__BRIEF 1__
Answer these questions using the review excerpt:
(a) What phrase sums up the middle of the book?
(b) In the General Electric example, how much would you pay each year for the credit default swap?
(c) Who had discovered credit default swaps a couple years earlier?
__BRIEF 2__
Reproduce the review excerpt between "Basically, the human" and "what's in a CDO!", inclusive.
__BRIEF 3__
Decide whether each statement agrees with the review excerpt. Answer yes or no, and quote the words that settle it.
(a) The reviewer finds much of the middle of the book repetitive.
(b) The quoted passage says a credit default swap was truly a swap.
(c) In the General Electric example, the most you could lose was $2 million.

__EXERCISE PASSAGE__

-- Opening Marker --

Basically, the human side of the story is told very well by Lewis, but again, most of the middle of this book seems to get repetitive.

You could sum up the middle of the book with one phrase: basically nobody knows what's in a CDO!

And that is my major complaint about this book.  It's very hard to write an interesting story about these ridiculously arcane financial instruments.  Lewis does the best job he can--and at times, he can be rather lucid:

"A couple years earlier, he'd [Burry] discovered credit default swaps.  A credit default swap was confusing mainly because it wasn't really a swap at all.  It was an insurance policy, typically on a corporate bond, with semiannual premium payments and a fixed term.  For instance, you might pay $200,000 a year to buy a ten-year credit default swap on $100 million in General Electric bonds.  The most you could lose was $2 million: $200,000 a year for ten years.  The most you could make was $100 million, if General Electric defaulted on its debt any time in the next ten years and bondholders recovered nothing.  It was a zero-sum bet: If you made $100 million, the guy who had sold you the credit default swap lost $100 million.  It was also an asymmetric bet, like laying down money on a number in roulette.  The most you could lose were the chips you put on the table; but if your number came up you made thirty, forty, even fifty times your money.  'Credit default swaps remedied the problem of open-ended risk for me,' said Burry.  'If I bought a credit default swap, my downside was defined and certain, and the upside was many multiples of it.'" (29)

-- Closing Marker --

__Point localization data__
-- Opening Marker --

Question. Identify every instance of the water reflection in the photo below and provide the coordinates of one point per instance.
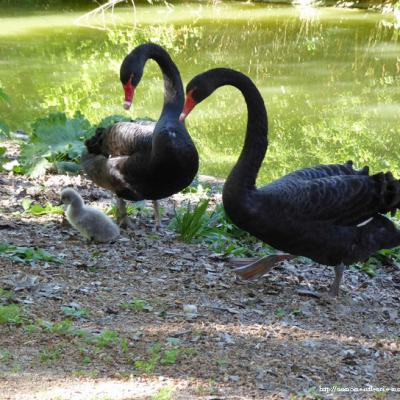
(328, 76)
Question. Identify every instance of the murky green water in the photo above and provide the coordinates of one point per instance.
(330, 77)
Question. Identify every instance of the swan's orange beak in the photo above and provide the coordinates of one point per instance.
(188, 107)
(129, 90)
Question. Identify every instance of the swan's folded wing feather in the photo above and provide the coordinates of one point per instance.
(323, 171)
(127, 138)
(105, 171)
(346, 199)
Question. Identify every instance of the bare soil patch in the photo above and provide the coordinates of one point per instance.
(257, 340)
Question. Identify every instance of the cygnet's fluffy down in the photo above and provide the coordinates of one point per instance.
(91, 223)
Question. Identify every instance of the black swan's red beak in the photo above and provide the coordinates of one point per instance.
(129, 90)
(188, 107)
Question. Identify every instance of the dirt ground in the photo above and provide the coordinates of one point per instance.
(183, 326)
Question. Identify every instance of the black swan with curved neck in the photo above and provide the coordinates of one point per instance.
(141, 161)
(332, 214)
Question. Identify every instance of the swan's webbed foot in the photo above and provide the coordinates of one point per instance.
(334, 289)
(259, 267)
(157, 219)
(122, 217)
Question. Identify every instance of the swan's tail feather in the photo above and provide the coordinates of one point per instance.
(389, 190)
(260, 267)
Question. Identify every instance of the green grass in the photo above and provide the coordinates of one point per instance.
(165, 393)
(194, 223)
(10, 314)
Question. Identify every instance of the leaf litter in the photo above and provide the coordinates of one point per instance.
(163, 313)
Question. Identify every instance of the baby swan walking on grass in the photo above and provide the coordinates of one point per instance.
(91, 223)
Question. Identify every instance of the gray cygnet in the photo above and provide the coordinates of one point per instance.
(91, 223)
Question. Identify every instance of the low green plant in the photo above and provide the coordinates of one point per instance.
(280, 313)
(164, 393)
(191, 222)
(5, 296)
(215, 229)
(64, 327)
(55, 138)
(10, 314)
(37, 209)
(159, 355)
(105, 339)
(5, 355)
(170, 357)
(4, 96)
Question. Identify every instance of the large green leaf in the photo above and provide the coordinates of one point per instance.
(55, 138)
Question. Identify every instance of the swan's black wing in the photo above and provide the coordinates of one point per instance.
(323, 171)
(343, 199)
(106, 172)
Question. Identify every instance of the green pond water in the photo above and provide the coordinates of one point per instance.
(329, 77)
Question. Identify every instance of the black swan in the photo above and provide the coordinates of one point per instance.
(91, 223)
(331, 214)
(145, 160)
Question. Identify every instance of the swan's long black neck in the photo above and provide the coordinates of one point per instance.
(244, 174)
(173, 89)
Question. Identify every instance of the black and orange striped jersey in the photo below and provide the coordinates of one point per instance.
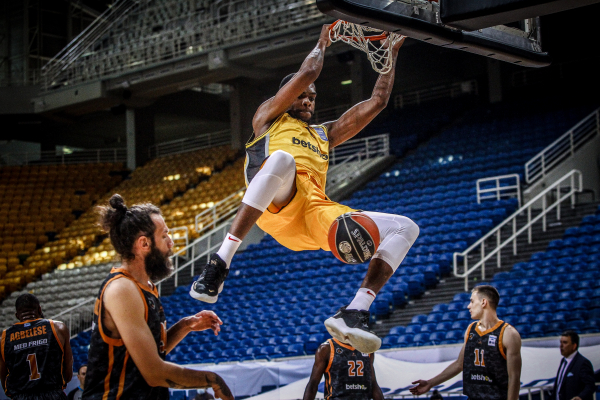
(34, 357)
(485, 373)
(348, 374)
(111, 373)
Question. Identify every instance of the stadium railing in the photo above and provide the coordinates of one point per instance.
(563, 147)
(475, 257)
(506, 186)
(114, 155)
(531, 391)
(348, 163)
(185, 145)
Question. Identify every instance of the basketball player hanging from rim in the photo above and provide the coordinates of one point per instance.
(286, 167)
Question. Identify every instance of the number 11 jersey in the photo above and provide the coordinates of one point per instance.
(485, 373)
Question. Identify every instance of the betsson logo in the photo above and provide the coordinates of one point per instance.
(478, 377)
(355, 386)
(311, 147)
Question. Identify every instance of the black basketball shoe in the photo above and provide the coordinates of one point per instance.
(211, 280)
(352, 326)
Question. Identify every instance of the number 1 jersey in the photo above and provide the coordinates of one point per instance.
(33, 355)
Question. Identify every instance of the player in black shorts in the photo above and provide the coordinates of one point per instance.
(349, 374)
(490, 359)
(36, 361)
(130, 339)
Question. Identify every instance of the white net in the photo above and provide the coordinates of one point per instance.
(377, 44)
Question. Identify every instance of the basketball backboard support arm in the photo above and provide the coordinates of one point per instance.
(423, 23)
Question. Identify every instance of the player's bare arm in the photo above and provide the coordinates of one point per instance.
(377, 394)
(195, 323)
(450, 372)
(131, 327)
(3, 370)
(308, 73)
(63, 335)
(321, 361)
(512, 348)
(359, 116)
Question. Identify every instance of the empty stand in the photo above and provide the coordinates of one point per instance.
(275, 301)
(37, 202)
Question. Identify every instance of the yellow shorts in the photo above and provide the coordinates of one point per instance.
(303, 224)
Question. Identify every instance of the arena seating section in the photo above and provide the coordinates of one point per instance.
(183, 210)
(436, 187)
(37, 202)
(81, 250)
(156, 182)
(275, 300)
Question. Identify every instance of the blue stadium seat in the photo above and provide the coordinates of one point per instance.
(397, 330)
(455, 335)
(413, 329)
(421, 318)
(389, 341)
(437, 337)
(440, 308)
(404, 340)
(463, 315)
(449, 316)
(428, 328)
(537, 330)
(434, 317)
(443, 326)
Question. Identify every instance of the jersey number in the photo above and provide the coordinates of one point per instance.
(35, 375)
(479, 362)
(355, 368)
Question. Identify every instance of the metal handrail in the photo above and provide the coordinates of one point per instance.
(575, 185)
(219, 212)
(201, 247)
(108, 52)
(563, 147)
(499, 191)
(530, 391)
(69, 312)
(373, 146)
(202, 141)
(52, 157)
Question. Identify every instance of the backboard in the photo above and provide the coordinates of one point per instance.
(420, 19)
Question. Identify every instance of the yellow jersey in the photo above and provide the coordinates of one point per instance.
(308, 144)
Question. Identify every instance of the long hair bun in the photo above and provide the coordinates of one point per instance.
(117, 202)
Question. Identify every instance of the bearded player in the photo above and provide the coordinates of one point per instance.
(286, 168)
(130, 340)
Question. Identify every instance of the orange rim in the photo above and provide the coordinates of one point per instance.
(370, 38)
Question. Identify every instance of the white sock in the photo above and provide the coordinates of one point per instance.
(228, 248)
(363, 300)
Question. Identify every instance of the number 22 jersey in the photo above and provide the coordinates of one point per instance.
(348, 374)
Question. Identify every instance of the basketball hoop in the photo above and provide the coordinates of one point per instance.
(358, 37)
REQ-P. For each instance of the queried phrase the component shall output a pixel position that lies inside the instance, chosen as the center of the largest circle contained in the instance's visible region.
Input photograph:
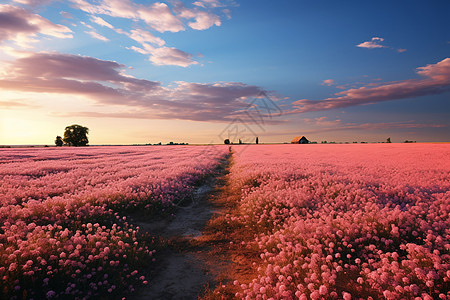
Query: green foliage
(76, 135)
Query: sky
(201, 71)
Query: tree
(58, 141)
(76, 135)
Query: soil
(184, 267)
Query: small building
(300, 140)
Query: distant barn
(300, 140)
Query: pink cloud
(20, 26)
(143, 37)
(33, 2)
(436, 81)
(13, 104)
(375, 42)
(157, 15)
(202, 20)
(106, 83)
(328, 82)
(164, 56)
(101, 22)
(97, 36)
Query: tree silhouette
(76, 135)
(58, 142)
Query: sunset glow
(139, 71)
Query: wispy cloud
(376, 42)
(202, 20)
(164, 56)
(106, 83)
(101, 22)
(328, 82)
(22, 27)
(323, 124)
(97, 36)
(143, 37)
(158, 17)
(436, 81)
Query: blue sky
(148, 71)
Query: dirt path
(184, 268)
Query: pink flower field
(359, 221)
(343, 221)
(64, 233)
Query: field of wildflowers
(63, 226)
(343, 221)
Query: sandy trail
(184, 269)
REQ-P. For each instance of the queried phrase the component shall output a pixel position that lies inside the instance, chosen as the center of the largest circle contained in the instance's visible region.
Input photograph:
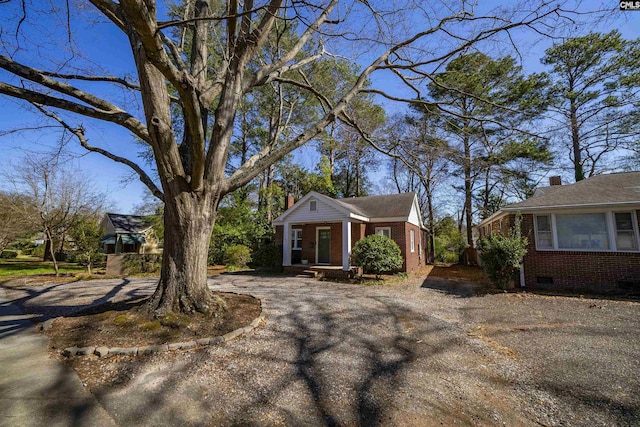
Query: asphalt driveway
(421, 353)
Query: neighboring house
(322, 231)
(581, 236)
(127, 234)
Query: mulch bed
(126, 324)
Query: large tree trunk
(575, 142)
(188, 222)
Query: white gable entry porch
(320, 230)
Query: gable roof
(128, 224)
(610, 189)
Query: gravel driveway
(421, 353)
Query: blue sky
(108, 49)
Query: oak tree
(198, 62)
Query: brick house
(320, 230)
(582, 236)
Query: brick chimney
(288, 201)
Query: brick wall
(574, 270)
(399, 233)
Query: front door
(324, 245)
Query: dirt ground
(429, 351)
(126, 324)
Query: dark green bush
(7, 254)
(237, 256)
(502, 256)
(377, 254)
(25, 246)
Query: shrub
(502, 255)
(237, 256)
(377, 254)
(8, 254)
(268, 255)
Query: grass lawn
(25, 266)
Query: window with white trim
(582, 231)
(590, 231)
(544, 237)
(296, 238)
(412, 240)
(384, 231)
(626, 236)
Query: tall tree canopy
(486, 105)
(204, 62)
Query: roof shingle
(386, 206)
(609, 189)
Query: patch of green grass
(124, 321)
(26, 266)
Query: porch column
(346, 245)
(286, 245)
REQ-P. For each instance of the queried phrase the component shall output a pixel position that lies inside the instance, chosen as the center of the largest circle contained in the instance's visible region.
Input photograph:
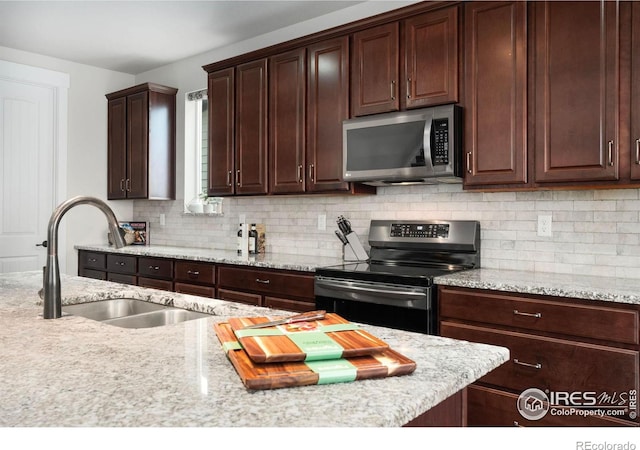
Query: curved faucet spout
(52, 297)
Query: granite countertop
(74, 371)
(618, 290)
(282, 261)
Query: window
(196, 145)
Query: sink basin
(167, 316)
(131, 313)
(113, 308)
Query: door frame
(58, 83)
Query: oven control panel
(414, 230)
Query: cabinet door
(287, 80)
(635, 91)
(251, 128)
(137, 143)
(576, 91)
(327, 107)
(117, 148)
(431, 59)
(496, 93)
(221, 126)
(375, 67)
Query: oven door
(404, 307)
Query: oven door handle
(381, 293)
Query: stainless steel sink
(131, 313)
(156, 318)
(111, 309)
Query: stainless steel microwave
(420, 146)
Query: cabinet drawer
(121, 264)
(194, 289)
(96, 274)
(488, 407)
(122, 278)
(597, 322)
(554, 364)
(288, 304)
(194, 272)
(165, 285)
(242, 297)
(156, 268)
(93, 260)
(267, 282)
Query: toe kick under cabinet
(274, 288)
(582, 354)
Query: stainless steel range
(395, 287)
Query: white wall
(87, 147)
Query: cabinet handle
(312, 173)
(610, 151)
(533, 366)
(518, 313)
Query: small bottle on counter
(239, 241)
(253, 240)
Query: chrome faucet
(52, 297)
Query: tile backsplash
(594, 232)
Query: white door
(29, 145)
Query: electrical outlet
(544, 226)
(322, 222)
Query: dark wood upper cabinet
(221, 167)
(251, 128)
(375, 70)
(117, 148)
(287, 87)
(141, 143)
(635, 91)
(496, 93)
(431, 59)
(327, 107)
(577, 68)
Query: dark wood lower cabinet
(278, 289)
(584, 355)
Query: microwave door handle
(427, 143)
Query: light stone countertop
(74, 371)
(608, 289)
(282, 261)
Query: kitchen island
(74, 371)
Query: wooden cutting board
(254, 375)
(330, 338)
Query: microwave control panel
(440, 142)
(413, 230)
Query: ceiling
(136, 36)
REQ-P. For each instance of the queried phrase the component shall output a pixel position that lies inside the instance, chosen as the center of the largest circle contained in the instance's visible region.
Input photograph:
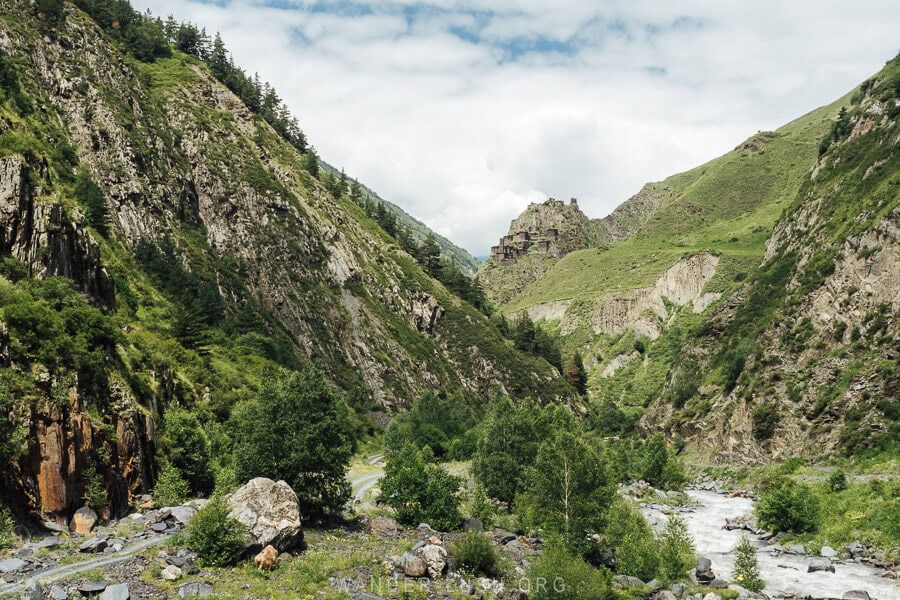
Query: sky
(465, 111)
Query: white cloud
(463, 134)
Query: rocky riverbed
(785, 569)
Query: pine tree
(746, 569)
(575, 374)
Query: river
(784, 574)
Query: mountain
(163, 245)
(467, 263)
(723, 305)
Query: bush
(746, 570)
(561, 575)
(421, 492)
(765, 420)
(217, 538)
(475, 553)
(837, 482)
(7, 529)
(633, 541)
(789, 507)
(676, 550)
(298, 429)
(171, 488)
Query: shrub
(7, 529)
(837, 482)
(746, 570)
(421, 492)
(217, 538)
(676, 550)
(298, 429)
(561, 575)
(789, 507)
(633, 541)
(171, 488)
(474, 552)
(765, 420)
(567, 490)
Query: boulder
(11, 564)
(116, 592)
(265, 560)
(412, 565)
(384, 528)
(435, 558)
(703, 571)
(92, 587)
(171, 573)
(195, 589)
(83, 521)
(93, 545)
(271, 513)
(472, 524)
(820, 564)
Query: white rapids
(785, 574)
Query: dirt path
(51, 574)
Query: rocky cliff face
(178, 157)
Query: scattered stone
(171, 573)
(627, 581)
(92, 587)
(183, 514)
(57, 592)
(412, 565)
(11, 564)
(93, 545)
(265, 560)
(195, 589)
(472, 524)
(703, 571)
(83, 521)
(435, 558)
(820, 564)
(118, 591)
(271, 513)
(384, 528)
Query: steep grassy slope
(209, 255)
(745, 262)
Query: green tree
(90, 197)
(789, 506)
(171, 489)
(186, 447)
(567, 490)
(421, 492)
(676, 550)
(312, 162)
(510, 437)
(746, 569)
(559, 574)
(300, 430)
(216, 537)
(660, 467)
(575, 373)
(632, 539)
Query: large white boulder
(271, 513)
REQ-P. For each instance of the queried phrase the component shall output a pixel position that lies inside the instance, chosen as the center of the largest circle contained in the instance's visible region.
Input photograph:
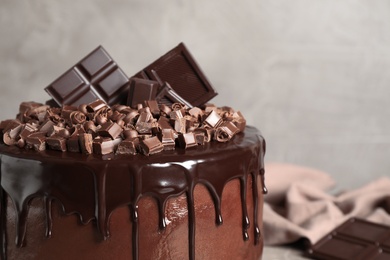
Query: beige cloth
(298, 204)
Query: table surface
(283, 253)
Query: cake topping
(91, 128)
(183, 75)
(97, 76)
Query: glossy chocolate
(93, 186)
(179, 69)
(97, 76)
(355, 239)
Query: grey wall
(313, 75)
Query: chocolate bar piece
(179, 69)
(141, 90)
(97, 76)
(354, 239)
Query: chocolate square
(97, 76)
(179, 69)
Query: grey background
(312, 75)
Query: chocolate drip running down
(87, 186)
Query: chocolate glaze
(93, 186)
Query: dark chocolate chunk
(166, 93)
(354, 239)
(141, 90)
(187, 140)
(97, 76)
(56, 142)
(130, 134)
(179, 69)
(85, 142)
(95, 106)
(151, 145)
(72, 143)
(27, 130)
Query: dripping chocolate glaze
(85, 185)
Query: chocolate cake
(138, 168)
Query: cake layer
(133, 200)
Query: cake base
(201, 203)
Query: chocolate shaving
(101, 129)
(151, 146)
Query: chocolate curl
(46, 126)
(104, 146)
(168, 139)
(207, 132)
(131, 118)
(153, 106)
(196, 112)
(11, 130)
(91, 128)
(38, 113)
(187, 140)
(213, 119)
(77, 117)
(151, 146)
(85, 142)
(208, 107)
(163, 123)
(225, 132)
(37, 141)
(27, 130)
(110, 129)
(145, 122)
(117, 116)
(128, 146)
(239, 121)
(95, 106)
(24, 107)
(200, 138)
(54, 114)
(72, 143)
(56, 142)
(180, 125)
(58, 130)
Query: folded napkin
(299, 205)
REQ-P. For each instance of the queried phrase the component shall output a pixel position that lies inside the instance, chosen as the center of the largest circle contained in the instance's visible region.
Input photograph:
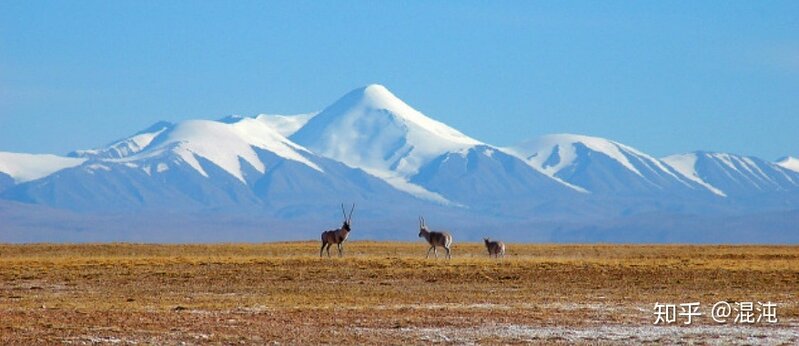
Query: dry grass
(384, 292)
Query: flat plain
(388, 293)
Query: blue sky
(664, 77)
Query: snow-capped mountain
(372, 148)
(734, 175)
(371, 129)
(601, 166)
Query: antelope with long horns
(435, 239)
(495, 248)
(337, 236)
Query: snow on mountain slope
(125, 147)
(371, 129)
(734, 174)
(686, 165)
(789, 162)
(597, 165)
(223, 143)
(27, 167)
(286, 125)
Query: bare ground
(387, 293)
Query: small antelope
(443, 239)
(496, 248)
(337, 236)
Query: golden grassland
(384, 292)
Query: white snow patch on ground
(27, 167)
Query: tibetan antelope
(435, 239)
(337, 236)
(496, 248)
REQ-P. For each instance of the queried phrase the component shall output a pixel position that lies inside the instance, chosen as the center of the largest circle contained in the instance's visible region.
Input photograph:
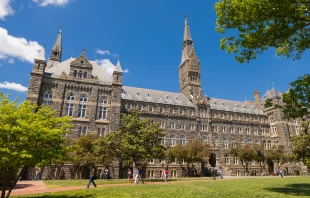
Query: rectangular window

-- Closing Marker --

__TASK RESULT 1__
(a) Basically nobody knows what's in a CDO!
(b) $200,000 a year
(c) Burry

__TASK RESULT 2__
Basically, the human side of the story is told very well by Lewis, but again, most of the middle of this book seems to get repetitive.

You could sum up the middle of the book with one phrase: basically nobody knows what's in a CDO!

__TASK RESULT 3__
(a) Yes: "most of the middle of this book seems to get repetitive"
(b) No: "it wasn't really a swap at all"
(c) Yes: "The most you could lose was $2 million"